__Document excerpt__
····················

Tuesday, 29 September 2015

Friends New and Old. September 7th, Glen Ord and Dalmore

Sunlight streams through the gap in the curtains of my box-room's window. Keen for the day to begin I leap out of bed. Slightly too fast. Stubbing my toe on the corner of a bedside table I trip over and headbutt the wall, doubtless waking other patrons of the guest house with my choice Saxon utterances and questionings of the architect's lineage and education. After grumbling my way through morning ablutions and checking out of the guest house I find myself basking in yet more astonishing Invernesian sunlight. Hopping into the car I am soon over the Kessock Bridge and on the far side of the Moray and Beauly Firths surging towards Glen Ord.


Glen Ord is an interesting one. It is the 4th biggest Distiller of Malt in Scotland, sufficiently large that they also do all the maltings for their sister distillery Talisker, and with a hefty 70% (ish) of its 11 million annually produced litres of spirit turned into Single Malt, yet outside of the distillery you cannot buy a bottle of Glen Ord Single Malt in the UK. The reason for this is pretty simple - it all goes towards a very thirsty Asian Market - but it still means that Glen Ord is another distillery whose produce I have not previously sampled, which always makes a prospective tour that little bit more enticing...

····················

__Dataset rows__
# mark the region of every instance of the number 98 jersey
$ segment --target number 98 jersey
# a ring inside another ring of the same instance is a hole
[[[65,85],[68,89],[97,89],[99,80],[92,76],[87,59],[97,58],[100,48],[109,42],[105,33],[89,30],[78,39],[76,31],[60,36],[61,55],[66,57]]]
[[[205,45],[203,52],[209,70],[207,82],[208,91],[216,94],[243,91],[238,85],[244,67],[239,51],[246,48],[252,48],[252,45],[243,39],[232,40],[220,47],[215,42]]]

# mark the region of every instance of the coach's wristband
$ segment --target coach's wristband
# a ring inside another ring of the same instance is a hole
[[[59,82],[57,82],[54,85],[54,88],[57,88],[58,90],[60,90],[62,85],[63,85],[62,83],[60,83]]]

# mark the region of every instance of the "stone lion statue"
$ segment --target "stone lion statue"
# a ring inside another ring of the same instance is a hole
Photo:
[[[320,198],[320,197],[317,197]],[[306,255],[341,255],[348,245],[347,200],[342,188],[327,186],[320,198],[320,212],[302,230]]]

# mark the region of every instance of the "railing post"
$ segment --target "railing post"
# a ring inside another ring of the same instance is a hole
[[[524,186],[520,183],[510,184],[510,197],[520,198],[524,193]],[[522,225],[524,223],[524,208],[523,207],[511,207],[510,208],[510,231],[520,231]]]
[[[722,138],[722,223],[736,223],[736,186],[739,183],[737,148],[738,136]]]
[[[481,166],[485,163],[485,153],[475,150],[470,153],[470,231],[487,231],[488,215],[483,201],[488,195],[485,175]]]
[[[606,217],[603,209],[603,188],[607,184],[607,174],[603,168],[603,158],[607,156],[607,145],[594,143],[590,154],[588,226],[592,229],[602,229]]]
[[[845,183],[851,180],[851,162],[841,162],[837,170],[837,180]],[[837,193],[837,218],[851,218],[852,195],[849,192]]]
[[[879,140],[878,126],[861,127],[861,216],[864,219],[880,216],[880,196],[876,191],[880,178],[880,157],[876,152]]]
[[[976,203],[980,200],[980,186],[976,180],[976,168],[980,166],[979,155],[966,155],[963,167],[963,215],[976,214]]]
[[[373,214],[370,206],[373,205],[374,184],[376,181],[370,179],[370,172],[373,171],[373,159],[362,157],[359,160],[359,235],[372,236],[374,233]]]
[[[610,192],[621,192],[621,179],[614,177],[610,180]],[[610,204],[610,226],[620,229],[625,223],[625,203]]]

····················

__Task to carry out__
In the blog post about visiting Glen Ord, which sister distillery has its maltings done by Glen Ord?

__Final answer__
Talisker